== Excerpted data ==

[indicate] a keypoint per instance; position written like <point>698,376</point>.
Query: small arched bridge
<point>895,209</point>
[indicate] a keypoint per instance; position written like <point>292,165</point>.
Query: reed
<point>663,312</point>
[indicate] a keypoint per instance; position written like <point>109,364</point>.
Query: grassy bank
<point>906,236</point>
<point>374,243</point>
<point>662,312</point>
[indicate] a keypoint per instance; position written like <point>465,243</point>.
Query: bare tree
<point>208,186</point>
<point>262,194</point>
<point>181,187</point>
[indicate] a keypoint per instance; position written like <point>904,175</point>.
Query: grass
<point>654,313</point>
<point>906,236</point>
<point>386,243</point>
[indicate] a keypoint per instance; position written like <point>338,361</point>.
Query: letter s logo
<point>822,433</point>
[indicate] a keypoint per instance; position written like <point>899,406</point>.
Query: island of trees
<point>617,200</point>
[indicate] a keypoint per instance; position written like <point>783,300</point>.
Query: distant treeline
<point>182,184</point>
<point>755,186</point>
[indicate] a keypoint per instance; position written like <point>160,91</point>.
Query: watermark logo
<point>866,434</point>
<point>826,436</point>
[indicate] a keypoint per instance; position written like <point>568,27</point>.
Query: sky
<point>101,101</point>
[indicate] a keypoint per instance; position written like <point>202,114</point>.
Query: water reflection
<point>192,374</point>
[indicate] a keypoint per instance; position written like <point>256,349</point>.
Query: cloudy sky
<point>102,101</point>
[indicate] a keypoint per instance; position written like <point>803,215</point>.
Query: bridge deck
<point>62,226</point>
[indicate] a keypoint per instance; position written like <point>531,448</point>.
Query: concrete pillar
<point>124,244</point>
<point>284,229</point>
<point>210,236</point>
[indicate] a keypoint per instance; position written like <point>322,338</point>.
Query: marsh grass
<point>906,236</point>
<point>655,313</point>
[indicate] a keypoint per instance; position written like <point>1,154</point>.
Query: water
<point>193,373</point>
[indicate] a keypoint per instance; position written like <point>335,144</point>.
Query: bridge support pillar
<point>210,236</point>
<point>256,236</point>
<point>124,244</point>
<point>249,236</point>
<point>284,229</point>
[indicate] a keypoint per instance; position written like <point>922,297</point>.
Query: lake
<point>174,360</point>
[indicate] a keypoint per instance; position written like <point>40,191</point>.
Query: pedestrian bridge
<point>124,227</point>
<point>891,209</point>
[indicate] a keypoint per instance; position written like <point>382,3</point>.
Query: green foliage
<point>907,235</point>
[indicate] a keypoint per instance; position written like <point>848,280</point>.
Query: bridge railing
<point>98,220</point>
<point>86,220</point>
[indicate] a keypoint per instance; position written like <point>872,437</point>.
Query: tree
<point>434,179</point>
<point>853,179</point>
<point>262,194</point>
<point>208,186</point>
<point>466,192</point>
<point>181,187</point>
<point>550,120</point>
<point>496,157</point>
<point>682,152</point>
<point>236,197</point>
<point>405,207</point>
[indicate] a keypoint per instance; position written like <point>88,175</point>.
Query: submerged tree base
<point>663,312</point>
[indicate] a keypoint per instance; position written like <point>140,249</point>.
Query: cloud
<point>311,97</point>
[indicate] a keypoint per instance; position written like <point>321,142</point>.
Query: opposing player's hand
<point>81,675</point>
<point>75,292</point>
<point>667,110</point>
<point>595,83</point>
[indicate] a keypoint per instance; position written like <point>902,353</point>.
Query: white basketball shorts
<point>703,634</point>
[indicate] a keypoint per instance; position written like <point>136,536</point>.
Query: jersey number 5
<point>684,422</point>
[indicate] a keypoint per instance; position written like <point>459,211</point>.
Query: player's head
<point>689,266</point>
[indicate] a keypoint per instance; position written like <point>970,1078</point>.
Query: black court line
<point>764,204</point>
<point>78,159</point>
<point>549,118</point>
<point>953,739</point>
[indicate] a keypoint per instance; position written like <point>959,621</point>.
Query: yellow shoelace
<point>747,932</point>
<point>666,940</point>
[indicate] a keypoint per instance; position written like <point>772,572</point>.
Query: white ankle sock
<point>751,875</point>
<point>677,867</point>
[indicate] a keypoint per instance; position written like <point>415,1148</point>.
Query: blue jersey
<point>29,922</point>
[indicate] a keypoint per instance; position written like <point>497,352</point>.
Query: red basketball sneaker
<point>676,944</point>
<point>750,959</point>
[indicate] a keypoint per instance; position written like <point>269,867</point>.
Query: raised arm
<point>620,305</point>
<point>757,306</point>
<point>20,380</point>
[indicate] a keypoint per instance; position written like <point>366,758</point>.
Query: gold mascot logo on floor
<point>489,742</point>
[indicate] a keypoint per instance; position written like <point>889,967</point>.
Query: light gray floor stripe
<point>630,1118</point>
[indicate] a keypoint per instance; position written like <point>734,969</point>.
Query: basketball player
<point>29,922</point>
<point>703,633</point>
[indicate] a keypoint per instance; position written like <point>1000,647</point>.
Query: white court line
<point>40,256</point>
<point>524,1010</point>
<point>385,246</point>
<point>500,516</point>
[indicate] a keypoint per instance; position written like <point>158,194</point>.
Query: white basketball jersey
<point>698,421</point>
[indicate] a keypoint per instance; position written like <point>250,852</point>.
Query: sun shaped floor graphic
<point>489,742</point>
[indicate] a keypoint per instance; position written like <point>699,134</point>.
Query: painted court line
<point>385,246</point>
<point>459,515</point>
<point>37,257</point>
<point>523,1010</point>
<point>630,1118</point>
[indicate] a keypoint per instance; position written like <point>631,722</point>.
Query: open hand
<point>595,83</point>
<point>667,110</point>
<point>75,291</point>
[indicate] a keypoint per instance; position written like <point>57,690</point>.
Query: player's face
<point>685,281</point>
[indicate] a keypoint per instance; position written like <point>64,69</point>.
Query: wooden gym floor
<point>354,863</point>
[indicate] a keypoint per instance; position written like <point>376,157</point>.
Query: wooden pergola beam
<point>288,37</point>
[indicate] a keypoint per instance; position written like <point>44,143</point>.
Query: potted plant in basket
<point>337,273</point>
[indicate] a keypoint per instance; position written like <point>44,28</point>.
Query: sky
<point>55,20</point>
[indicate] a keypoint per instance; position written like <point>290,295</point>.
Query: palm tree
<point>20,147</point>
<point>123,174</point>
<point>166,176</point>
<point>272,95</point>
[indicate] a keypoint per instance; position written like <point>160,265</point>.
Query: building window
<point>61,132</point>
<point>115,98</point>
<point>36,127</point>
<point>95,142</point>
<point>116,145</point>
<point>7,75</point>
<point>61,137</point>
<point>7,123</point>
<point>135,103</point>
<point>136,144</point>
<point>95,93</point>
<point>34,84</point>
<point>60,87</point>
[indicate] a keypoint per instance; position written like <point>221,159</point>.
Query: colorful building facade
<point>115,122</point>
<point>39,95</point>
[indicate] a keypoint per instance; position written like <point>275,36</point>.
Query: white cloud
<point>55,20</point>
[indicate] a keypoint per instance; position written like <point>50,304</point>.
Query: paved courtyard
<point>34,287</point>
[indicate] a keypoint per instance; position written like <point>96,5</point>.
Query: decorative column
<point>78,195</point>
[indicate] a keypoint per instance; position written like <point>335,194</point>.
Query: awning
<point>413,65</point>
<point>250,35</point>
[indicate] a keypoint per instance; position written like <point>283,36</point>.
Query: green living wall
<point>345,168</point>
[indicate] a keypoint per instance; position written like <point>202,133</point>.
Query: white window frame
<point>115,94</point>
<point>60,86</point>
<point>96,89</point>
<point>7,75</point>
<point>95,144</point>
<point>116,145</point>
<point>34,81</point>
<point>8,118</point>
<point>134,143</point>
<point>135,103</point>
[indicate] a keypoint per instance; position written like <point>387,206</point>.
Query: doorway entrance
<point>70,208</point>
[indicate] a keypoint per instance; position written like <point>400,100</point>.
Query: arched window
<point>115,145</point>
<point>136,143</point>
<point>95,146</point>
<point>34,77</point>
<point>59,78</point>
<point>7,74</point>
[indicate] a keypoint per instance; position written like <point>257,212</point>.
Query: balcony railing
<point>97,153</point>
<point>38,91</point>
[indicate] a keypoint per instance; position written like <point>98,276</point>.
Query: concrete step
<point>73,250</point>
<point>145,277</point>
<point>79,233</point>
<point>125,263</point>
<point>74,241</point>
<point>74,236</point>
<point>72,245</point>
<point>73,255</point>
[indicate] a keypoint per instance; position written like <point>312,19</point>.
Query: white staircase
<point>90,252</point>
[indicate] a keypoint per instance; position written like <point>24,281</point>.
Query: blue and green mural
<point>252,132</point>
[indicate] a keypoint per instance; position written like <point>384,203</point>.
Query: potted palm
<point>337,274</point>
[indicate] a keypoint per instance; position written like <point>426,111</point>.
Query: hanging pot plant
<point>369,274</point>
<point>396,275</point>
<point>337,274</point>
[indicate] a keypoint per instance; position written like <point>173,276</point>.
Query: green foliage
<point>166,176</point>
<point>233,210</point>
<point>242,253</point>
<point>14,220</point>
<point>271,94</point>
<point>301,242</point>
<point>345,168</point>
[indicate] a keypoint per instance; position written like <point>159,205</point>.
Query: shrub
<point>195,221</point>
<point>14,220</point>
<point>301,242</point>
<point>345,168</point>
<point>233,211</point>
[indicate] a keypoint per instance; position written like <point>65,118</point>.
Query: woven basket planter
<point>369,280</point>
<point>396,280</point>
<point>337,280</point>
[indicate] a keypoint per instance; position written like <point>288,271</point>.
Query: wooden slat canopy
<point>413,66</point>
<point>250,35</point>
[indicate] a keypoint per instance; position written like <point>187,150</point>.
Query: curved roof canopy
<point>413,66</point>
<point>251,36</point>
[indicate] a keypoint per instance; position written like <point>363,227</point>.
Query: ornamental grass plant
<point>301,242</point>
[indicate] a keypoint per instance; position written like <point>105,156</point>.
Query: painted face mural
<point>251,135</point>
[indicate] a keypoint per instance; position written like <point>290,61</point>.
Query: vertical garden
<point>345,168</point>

== What the task asks ==
Can you set down again, word for word, the stretch of the material above from the line containing "written like <point>426,111</point>." through the end of the material?

== Solution to this exercise ==
[indicate] a keypoint per instance; position written like <point>426,111</point>.
Query: hanging pot plant
<point>369,274</point>
<point>396,275</point>
<point>337,274</point>
[indicate] a keypoint per instance; position written like <point>173,276</point>.
Query: green foliage
<point>166,176</point>
<point>233,210</point>
<point>242,253</point>
<point>14,220</point>
<point>271,94</point>
<point>301,242</point>
<point>345,168</point>
[indicate] a keypoint per instance; position written like <point>159,205</point>.
Query: shrub
<point>195,221</point>
<point>14,220</point>
<point>301,242</point>
<point>345,168</point>
<point>233,211</point>
[indicate] a keypoint per instance; position written like <point>65,118</point>.
Query: woven basket planter
<point>369,280</point>
<point>396,280</point>
<point>337,280</point>
[indicate] a keypoint per instance; position written like <point>288,271</point>.
Query: wooden slat canopy
<point>413,66</point>
<point>250,35</point>
[indicate] a keypoint per instance; position written like <point>187,150</point>.
Query: curved roof canopy
<point>413,66</point>
<point>251,36</point>
[indicate] a keypoint per instance; position written like <point>363,227</point>.
Query: ornamental grass plant
<point>301,242</point>
[indicate] a keypoint per instance; position written like <point>105,156</point>.
Query: painted face mural
<point>251,135</point>
[indicate] a keypoint per instance; position written like <point>290,61</point>.
Query: vertical garden
<point>345,168</point>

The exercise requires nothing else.